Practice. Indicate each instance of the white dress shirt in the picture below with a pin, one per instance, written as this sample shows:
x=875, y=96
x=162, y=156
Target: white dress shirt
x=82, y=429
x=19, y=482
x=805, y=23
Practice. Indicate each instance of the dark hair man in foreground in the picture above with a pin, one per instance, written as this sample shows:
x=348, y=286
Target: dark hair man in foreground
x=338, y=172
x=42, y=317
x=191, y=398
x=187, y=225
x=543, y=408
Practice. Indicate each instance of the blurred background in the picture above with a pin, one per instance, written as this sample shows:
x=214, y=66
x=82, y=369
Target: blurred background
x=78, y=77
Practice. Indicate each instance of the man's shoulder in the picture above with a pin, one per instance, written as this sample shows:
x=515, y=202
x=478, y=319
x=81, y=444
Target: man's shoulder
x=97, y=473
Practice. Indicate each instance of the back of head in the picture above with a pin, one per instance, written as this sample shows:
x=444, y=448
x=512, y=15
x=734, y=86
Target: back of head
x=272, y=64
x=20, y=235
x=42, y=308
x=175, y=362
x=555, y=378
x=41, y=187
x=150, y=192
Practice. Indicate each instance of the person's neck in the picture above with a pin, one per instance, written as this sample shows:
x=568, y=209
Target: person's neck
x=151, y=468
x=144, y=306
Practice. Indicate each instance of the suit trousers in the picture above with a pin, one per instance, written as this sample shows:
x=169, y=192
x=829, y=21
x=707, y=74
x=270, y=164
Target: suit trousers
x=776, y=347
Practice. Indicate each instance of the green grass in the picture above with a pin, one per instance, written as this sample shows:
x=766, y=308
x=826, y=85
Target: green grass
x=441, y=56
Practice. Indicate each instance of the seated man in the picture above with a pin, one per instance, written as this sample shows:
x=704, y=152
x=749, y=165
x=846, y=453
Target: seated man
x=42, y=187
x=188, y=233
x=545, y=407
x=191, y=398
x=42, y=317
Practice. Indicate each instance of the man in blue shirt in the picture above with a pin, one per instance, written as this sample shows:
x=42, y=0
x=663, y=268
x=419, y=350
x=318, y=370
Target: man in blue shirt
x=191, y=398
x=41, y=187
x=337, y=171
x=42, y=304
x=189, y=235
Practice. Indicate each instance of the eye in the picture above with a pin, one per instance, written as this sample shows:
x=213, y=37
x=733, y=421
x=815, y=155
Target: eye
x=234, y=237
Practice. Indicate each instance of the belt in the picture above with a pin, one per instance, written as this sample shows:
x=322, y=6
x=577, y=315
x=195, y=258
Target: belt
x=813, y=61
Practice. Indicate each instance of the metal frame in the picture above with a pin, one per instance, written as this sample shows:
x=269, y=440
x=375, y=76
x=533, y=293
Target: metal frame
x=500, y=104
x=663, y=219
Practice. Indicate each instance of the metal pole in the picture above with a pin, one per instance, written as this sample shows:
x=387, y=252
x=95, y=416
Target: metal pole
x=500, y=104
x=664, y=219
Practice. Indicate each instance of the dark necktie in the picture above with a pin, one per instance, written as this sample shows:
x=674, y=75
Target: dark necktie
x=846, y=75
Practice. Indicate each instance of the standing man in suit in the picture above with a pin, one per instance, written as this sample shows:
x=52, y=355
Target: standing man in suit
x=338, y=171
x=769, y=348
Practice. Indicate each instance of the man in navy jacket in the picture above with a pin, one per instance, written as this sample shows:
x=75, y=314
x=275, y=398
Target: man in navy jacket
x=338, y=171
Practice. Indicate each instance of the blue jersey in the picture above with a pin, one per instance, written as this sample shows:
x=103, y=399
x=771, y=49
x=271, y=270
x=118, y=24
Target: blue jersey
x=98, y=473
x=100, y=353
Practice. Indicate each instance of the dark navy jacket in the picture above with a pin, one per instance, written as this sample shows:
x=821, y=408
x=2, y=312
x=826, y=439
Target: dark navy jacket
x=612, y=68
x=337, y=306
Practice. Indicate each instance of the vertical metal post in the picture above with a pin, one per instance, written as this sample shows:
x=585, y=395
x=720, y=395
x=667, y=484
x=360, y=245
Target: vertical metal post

━━━━━━━━━━━━━━━━━━━━━━━━━━━━━━

◆ AIM ◆
Render every line of the items above as a Markdown table with the columns "Row" and "Line", numbering the rows in order and leaving out blank lines.

◆ ANSWER TO THE TASK ◆
| Row | Line |
|---|---|
| 1 | Practice. Indicate each instance of the white dress shirt in the picture below with a pin, one per instance, written as this sample shows: |
| 2 | x=875, y=96 |
| 3 | x=162, y=156 |
| 4 | Target: white dress shirt |
| 5 | x=82, y=429 |
| 6 | x=19, y=482 |
| 7 | x=805, y=23 |
| 8 | Practice. Indicate each instance of the dark hair man in foreground in the picture above with a pin, one per instance, written as this sample shows: |
| 9 | x=348, y=286 |
| 10 | Target: dark hair man in foreground |
| 11 | x=338, y=172 |
| 12 | x=42, y=317 |
| 13 | x=191, y=398 |
| 14 | x=187, y=225 |
| 15 | x=543, y=408 |
| 16 | Practice. Indicate each instance of the blurred background in the picture above with a pin, one per instance, written as this sample shows: |
| 17 | x=214, y=66 |
| 18 | x=82, y=369 |
| 19 | Target: blurred background |
| 20 | x=78, y=77 |
| 21 | Practice. Indicate each instance of the man's shoulder in the picture above with a pin, one per instance, written as this sample shows: |
| 22 | x=515, y=202 |
| 23 | x=478, y=319 |
| 24 | x=81, y=444 |
| 25 | Target: man's shoulder |
| 26 | x=97, y=473 |
| 27 | Practice. Indicate each instance of the back of head in the picture above with a pin, one per instance, written as this sample shows: |
| 28 | x=444, y=448 |
| 29 | x=512, y=15 |
| 30 | x=734, y=86 |
| 31 | Target: back of head |
| 32 | x=272, y=64 |
| 33 | x=20, y=235 |
| 34 | x=42, y=308 |
| 35 | x=175, y=362 |
| 36 | x=555, y=378 |
| 37 | x=41, y=187 |
| 38 | x=150, y=192 |
| 39 | Practice. Indicate each instance of the person's neck in the picture above with a pin, one per instance, written as this sample shows: |
| 40 | x=568, y=209 |
| 41 | Target: person's neck |
| 42 | x=151, y=468 |
| 43 | x=144, y=306 |
| 44 | Practice. Indicate each instance of the suit trousers in the picture above with a pin, one per instance, written as this sample shows: |
| 45 | x=169, y=192 |
| 46 | x=829, y=21 |
| 47 | x=707, y=74 |
| 48 | x=270, y=164 |
| 49 | Target: suit trousers |
| 50 | x=776, y=347 |
| 51 | Practice. Indicate each instance of the green grass in the picture above with a pin, one per instance, written as this sample shows: |
| 52 | x=766, y=308 |
| 53 | x=826, y=85 |
| 54 | Target: green grass |
| 55 | x=441, y=56 |
| 56 | Practice. Indicate each instance of the seated man in the picture above with a pin, one per instance, written as this sample shows: |
| 57 | x=704, y=152 |
| 58 | x=749, y=165 |
| 59 | x=846, y=453 |
| 60 | Target: seated man |
| 61 | x=42, y=187 |
| 62 | x=188, y=233 |
| 63 | x=545, y=407 |
| 64 | x=191, y=398 |
| 65 | x=42, y=317 |
| 66 | Practice. Indicate each instance of the man in blue shirt in the picture above with a pin, one per instance, written as this sample shows: |
| 67 | x=42, y=0 |
| 68 | x=663, y=268 |
| 69 | x=419, y=350 |
| 70 | x=318, y=370 |
| 71 | Target: man in blue shirt |
| 72 | x=191, y=398 |
| 73 | x=41, y=187 |
| 74 | x=337, y=171 |
| 75 | x=42, y=304 |
| 76 | x=189, y=235 |
| 77 | Practice. Indicate each instance of the eye in the picture above with a pin, one per instance, written as this sample shows: |
| 78 | x=213, y=37 |
| 79 | x=733, y=421 |
| 80 | x=815, y=155 |
| 81 | Target: eye |
| 82 | x=234, y=237 |
| 83 | Practice. Indicate each instance of the belt in the picture above with a pin, one per instance, written as this sample shows: |
| 84 | x=322, y=6 |
| 85 | x=577, y=315 |
| 86 | x=195, y=258 |
| 87 | Target: belt |
| 88 | x=813, y=61 |
| 89 | Practice. Indicate each instance of the metal frame in the picture above with a pin, one per instance, written as this sample shows: |
| 90 | x=269, y=440 |
| 91 | x=375, y=76 |
| 92 | x=533, y=293 |
| 93 | Target: metal frame |
| 94 | x=500, y=104 |
| 95 | x=663, y=219 |
| 96 | Practice. Indicate each instance of the metal pole in the picture above with a pin, one per instance, written as this sample shows: |
| 97 | x=387, y=252 |
| 98 | x=95, y=416 |
| 99 | Target: metal pole |
| 100 | x=500, y=104 |
| 101 | x=664, y=219 |
| 102 | Practice. Indicate each instance of the dark necktie in the picture above with a pin, one per instance, written as this sample shows: |
| 103 | x=674, y=75 |
| 104 | Target: dark necktie |
| 105 | x=846, y=75 |
| 106 | Practice. Indicate each instance of the standing man in suit in the picture above with a pin, one per instance, written as this sample shows: |
| 107 | x=52, y=355 |
| 108 | Target: standing man in suit |
| 109 | x=338, y=171 |
| 110 | x=769, y=348 |
| 111 | Practice. Indicate each instance of the man in navy jacket in the picture above with a pin, one per instance, written as this sample shows: |
| 112 | x=75, y=314 |
| 113 | x=275, y=398 |
| 114 | Target: man in navy jacket |
| 115 | x=338, y=171 |
| 116 | Practice. Indicate each instance of the blue jersey in the picture above with a pin, one per instance, written as this sample shows: |
| 117 | x=103, y=399 |
| 118 | x=771, y=49 |
| 119 | x=271, y=270 |
| 120 | x=118, y=24 |
| 121 | Target: blue jersey |
| 122 | x=98, y=473 |
| 123 | x=100, y=353 |
| 124 | Practice. Indicate each instance of the dark navy jacket in the picture above with a pin, one per instance, written as this sample shows: |
| 125 | x=821, y=408 |
| 126 | x=2, y=312 |
| 127 | x=826, y=439 |
| 128 | Target: dark navy jacket |
| 129 | x=612, y=68 |
| 130 | x=337, y=306 |
| 131 | Practice. Indicate each instance of the vertical metal post in the picture above with a pin, one per instance, written as this sample shows: |
| 132 | x=585, y=395 |
| 133 | x=720, y=395 |
| 134 | x=667, y=484 |
| 135 | x=360, y=245 |
| 136 | Target: vertical metal post |